Direction:
Write out every line of the material below again, requests included. Scale each x and y coordinate in the answers by 2.35 and round to whole numbers, with halves rounded up. Leave the numbers in the requests and their sample points unchanged.
** START Source material **
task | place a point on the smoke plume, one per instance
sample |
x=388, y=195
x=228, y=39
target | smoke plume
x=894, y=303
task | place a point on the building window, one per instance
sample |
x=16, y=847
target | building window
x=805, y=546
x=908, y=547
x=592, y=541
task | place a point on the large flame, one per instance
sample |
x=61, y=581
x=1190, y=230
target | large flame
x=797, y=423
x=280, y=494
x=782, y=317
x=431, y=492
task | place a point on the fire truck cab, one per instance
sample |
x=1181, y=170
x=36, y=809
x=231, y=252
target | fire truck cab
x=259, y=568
** END Source material **
The reply:
task | place a point on the smoke plume, one per instance
sample |
x=388, y=195
x=228, y=39
target | smoke plume
x=2101, y=712
task | place a point on the building window, one per instance
sample |
x=16, y=847
target | building window
x=1892, y=1283
x=2134, y=1285
x=1391, y=1271
task | place a point on the large flame, one per instance
sample |
x=61, y=581
x=1190, y=230
target | large flame
x=1873, y=994
x=658, y=1161
x=1838, y=745
x=1013, y=1156
task | place a point on the fire truck cab, one per instance
sample |
x=1181, y=170
x=36, y=809
x=231, y=252
target | fire truck cab
x=609, y=1335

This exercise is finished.